Moreover, Ehteshami elucidated, that Pakistan’s significant allies in West Asia are the UAE and Saudi Arabia. If absorbed into BRICS+, it could alter the geopolitical dynamics within the alliance as Pakistan could turn to Saudi Arabia and the UAE for support. This shift may impact their relations with India, given their existing close ties. Therefore, Pakistan’s BRICS aspiration is a “sack full of hot potatoes,” he clarified.

Argentina Rejects BRICS:

Argentina’s President Javier Milei. (Image credit: Facebook)

Argentina’s recently elected President, Javier Milei, has decided to retract the country’s planned entry into the expanding BRICS group of nations. In a letter addressed to the leaders of Brazil, Russia, India, China, and South Africa, Milei explained that decisions made by the previous government were being reconsidered.

Originally positioned to join the BRICS club on January 1, Argentina, along with five other nations—Egypt, Iran, Ethiopia, Saudi Arabia, and the UAE—was expected to bolster the group’s influence as a counterbalance to the Western-led global order.

Highlighting the benefits of Argentina pulling out of BRICS, Ehteshami said, “The BRICS have a goal to de-dollarise their trade, and Argentina’s strategy of adopting the US dollar as its primary national currency contradicts this objective. That would create a gaping hole at the heart of the BRICS+, if they’re trying to de-dollarise the trade.

◆ What you need to do ◆
**A)** Answer these questions using the BRICS passage:
(i) Which two countries does Ehteshami name as Pakistan's significant allies in West Asia?
(ii) On what date was Argentina originally positioned to join BRICS?
(iii) Which currency does Argentina's strategy adopt as its primary national currency?
**B)** Repeat the BRICS passage from "Argentina’s President Javier" up to and including "Western-led global order.".
The entries after this point are separate from the BRICS passage.

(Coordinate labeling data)
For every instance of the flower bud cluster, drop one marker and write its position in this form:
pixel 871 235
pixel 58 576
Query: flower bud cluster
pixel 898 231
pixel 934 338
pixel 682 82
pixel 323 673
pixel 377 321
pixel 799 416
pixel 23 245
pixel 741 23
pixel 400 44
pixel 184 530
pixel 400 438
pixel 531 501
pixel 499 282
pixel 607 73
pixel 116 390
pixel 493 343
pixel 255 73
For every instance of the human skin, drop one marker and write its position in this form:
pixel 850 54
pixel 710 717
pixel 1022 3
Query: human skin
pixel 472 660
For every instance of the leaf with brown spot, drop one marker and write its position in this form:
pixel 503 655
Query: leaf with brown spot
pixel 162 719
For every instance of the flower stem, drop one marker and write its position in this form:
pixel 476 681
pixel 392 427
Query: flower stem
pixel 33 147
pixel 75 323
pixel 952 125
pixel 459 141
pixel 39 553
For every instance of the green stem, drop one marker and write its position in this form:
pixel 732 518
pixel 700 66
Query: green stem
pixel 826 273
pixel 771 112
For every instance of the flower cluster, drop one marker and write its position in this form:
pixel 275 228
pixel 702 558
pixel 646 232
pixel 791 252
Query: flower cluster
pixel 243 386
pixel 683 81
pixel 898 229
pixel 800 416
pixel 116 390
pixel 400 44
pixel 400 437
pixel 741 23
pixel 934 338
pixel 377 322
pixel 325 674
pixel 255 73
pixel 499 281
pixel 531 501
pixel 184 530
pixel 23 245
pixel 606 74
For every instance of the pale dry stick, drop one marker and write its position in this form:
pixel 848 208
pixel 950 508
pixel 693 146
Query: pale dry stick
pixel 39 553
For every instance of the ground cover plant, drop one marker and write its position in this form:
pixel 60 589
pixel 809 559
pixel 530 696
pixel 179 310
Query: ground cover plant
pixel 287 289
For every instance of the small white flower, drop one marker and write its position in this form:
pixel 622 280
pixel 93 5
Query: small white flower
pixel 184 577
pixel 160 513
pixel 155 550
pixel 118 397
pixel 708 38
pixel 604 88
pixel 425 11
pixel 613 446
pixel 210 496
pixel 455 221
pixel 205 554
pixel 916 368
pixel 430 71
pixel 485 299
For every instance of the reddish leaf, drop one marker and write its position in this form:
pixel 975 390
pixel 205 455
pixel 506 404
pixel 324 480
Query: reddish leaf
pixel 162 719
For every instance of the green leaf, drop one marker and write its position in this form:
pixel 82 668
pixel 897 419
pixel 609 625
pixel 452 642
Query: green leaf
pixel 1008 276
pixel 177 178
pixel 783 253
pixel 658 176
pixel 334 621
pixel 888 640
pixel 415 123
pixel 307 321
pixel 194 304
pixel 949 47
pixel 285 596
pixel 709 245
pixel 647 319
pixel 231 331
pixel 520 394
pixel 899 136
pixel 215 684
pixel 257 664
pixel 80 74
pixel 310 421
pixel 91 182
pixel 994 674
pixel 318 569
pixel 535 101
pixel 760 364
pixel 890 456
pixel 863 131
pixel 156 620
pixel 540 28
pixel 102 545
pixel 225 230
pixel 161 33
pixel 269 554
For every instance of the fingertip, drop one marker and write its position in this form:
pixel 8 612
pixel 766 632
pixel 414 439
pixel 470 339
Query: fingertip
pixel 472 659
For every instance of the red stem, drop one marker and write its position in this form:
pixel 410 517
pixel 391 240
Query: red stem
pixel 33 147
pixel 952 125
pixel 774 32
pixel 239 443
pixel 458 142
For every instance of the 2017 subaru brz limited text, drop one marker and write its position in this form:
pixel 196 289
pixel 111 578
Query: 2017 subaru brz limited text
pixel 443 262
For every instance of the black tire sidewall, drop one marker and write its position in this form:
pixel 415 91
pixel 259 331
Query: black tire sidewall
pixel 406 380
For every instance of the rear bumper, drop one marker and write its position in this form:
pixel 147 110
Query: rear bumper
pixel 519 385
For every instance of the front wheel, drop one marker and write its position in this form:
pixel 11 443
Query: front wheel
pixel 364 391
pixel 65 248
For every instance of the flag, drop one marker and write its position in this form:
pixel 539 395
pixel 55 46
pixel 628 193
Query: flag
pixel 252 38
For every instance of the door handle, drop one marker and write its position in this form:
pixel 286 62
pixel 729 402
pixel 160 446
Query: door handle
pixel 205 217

◆ Completed exercise ◆
**A)**
(i) The UAE and Saudi Arabia
(ii) January 1
(iii) The US dollar

**B)**
Argentina’s President Javier Milei. (Image credit: Facebook)

Argentina’s recently elected President, Javier Milei, has decided to retract the country’s planned entry into the expanding BRICS group of nations. In a letter addressed to the leaders of Brazil, Russia, India, China, and South Africa, Milei explained that decisions made by the previous government were being reconsidered.

Originally positioned to join the BRICS club on January 1, Argentina, along with five other nations—Egypt, Iran, Ethiopia, Saudi Arabia, and the UAE—was expected to bolster the group’s influence as a counterbalance to the Western-led global order.